• _Extrait du document_
Naissance d’un rapport de force
L’enseigne Monoprix, a fait des bénéfices, mais cet argent a été reversé aux autres enseignes du groupe Casino qui sont en difficulté, s’irrite Luisa Ferreira. Endetté, le groupe Casino, passé en mars sous le contrôle d’un consortium mené par Daniel Kretinsky, a décidé fin 2023 la cession de la quasi-totalité de ses supermarchés et hypermarchés. Un démantèlement entraînant un PSE qui impacterait d’un millier à plus de 3000 emplois. Pour Audrey Ricci, secrétaire adjointe de la Section fédérale du Commerce & VRP. Ces groupes se restructurent en vases communicants pour faire des économies. Lorsqu’il faut faire des économies, toutes les enseignes sont mises à contribution, mais lorsqu’il faut partager les bénéfices, là c’est une autre affaire !
Ces mobilisations, c’est l’expression de notre colère : nos efforts ne doivent pas payer la mauvaise gestion du groupe, proteste Luisa Ferreira. D’autant qu’avec le contexte, on est dans une instabilité qui fait souffrir les travailleurs. La militante le sait, il est trop tard pour récupérer cette prime. Mais un rapport de force est né. Et des liens aussi. Un groupe de discussion a d’ailleurs été créé entre plusieurs responsables syndicales de magasins pour échanger et mobiliser. On a même été contacté par des magasins qui n’avaient pas une présence FO et qui nous posaient des questions sur notre mobilisation, sourit-elle.
Un bonus JO, faible et porteur d’inégalités
Le malaise des salariés a été porté jusqu’au CSE central au début du mois de juin. Mais là encore la réponse de la direction n’a été que silence et mépris, souligne Carole Prioult. Alors qu’approchent les Jeux Olympiques et Paralympiques, la direction a décidé unilatéralement d’accorder un bonus de 40 euros par mois pour ceux qui travailleront durant l’été. Et ce bonus sera accordé selon le chiffre d’affaires réalisé par rayon !, s’indigne la militante. Des salariés qui vont avoir les mêmes conditions de travail difficiles avec du temps de transports supplémentaires, des livraisons la nuit, la foule dans les magasins…, n’auront pas tous le bonus selon l’endroit où ils travailleront.
FO avait demandé de son côté une prime JO de 1 500 euros pour les salariés alors que ces Jeux vont bousculer les conditions de travail. Nous avons demandé ce montant après avoir regardé ce qui avait été accordé aux salariés dans d’autres secteurs, eux aussi impactés par les JOP, souligne Carole Prioult.
Face à un mécontentement qui perdure dans les magasins, la mobilisation se poursuit. La date du 20 juin a d’ores et déjà été arrêtée pour certains magasins parisiens. Et la possibilité de mener des actions durant les JO n’est pas exclue, met en garde la militante.
Ces salariés étaient déjà en première ligne lors du Covid. Sans compter qu’ils se sont serré la ceinture dans le cadre des difficultés de Casino. Et là, on leur demande une nouvelle fois de sacrifier leurs conditions de rémunération ?! Ce n’est plus tenable, insiste Audrey Ricci.
Pouvoir vivre de leurs salaires et n’ont pas survivre, voilà ce qu’exigent les travailleurs de ces magasins. Certains nous disent avoir des difficultés à faire trois repas par jour…, indique Carole Prioult. On veut vivre dignement de notre travail, là ce n’est pas le cas. Alors on se bat pour y parvenir, appuie Luisa Ferreira.

• _Entrées de données collectées_
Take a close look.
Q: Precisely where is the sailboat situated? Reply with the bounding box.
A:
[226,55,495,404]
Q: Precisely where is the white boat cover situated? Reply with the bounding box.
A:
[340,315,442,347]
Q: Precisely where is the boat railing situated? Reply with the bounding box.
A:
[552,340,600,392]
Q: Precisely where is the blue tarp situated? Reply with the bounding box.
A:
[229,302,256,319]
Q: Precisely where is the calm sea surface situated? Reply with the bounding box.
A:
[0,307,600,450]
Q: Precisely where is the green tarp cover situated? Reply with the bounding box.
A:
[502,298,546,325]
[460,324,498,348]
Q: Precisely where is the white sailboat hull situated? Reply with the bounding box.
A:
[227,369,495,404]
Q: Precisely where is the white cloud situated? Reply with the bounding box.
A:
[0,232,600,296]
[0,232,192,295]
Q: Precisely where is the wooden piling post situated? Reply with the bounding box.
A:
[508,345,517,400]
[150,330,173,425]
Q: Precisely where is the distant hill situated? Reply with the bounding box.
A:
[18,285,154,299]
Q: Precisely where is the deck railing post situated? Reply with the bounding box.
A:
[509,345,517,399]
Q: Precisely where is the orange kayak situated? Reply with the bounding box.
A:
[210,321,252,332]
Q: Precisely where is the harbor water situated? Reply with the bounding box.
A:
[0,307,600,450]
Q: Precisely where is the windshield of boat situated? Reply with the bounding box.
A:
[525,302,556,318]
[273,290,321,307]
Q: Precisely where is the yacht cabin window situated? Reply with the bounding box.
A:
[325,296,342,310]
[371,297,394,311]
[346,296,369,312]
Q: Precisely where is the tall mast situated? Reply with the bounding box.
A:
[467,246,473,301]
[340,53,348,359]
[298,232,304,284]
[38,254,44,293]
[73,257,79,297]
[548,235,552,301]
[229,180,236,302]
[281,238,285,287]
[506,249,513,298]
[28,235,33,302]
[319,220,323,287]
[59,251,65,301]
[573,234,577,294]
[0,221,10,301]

• _Consigne A_
Selon l’extrait du document, quel montant FO avait-il réclamé comme prime JO pour les salariés ?
• _Consigne B_
Traduisez en anglais cette phrase de l’extrait du document : « La date du 20 juin a d’ores et déjà été arrêtée pour certains magasins parisiens. »

• _Corrigé détaillé A_
Une prime de 1 500 euros.

• _Corrigé détaillé B_
The date of June 20 has already been set for some Paris stores.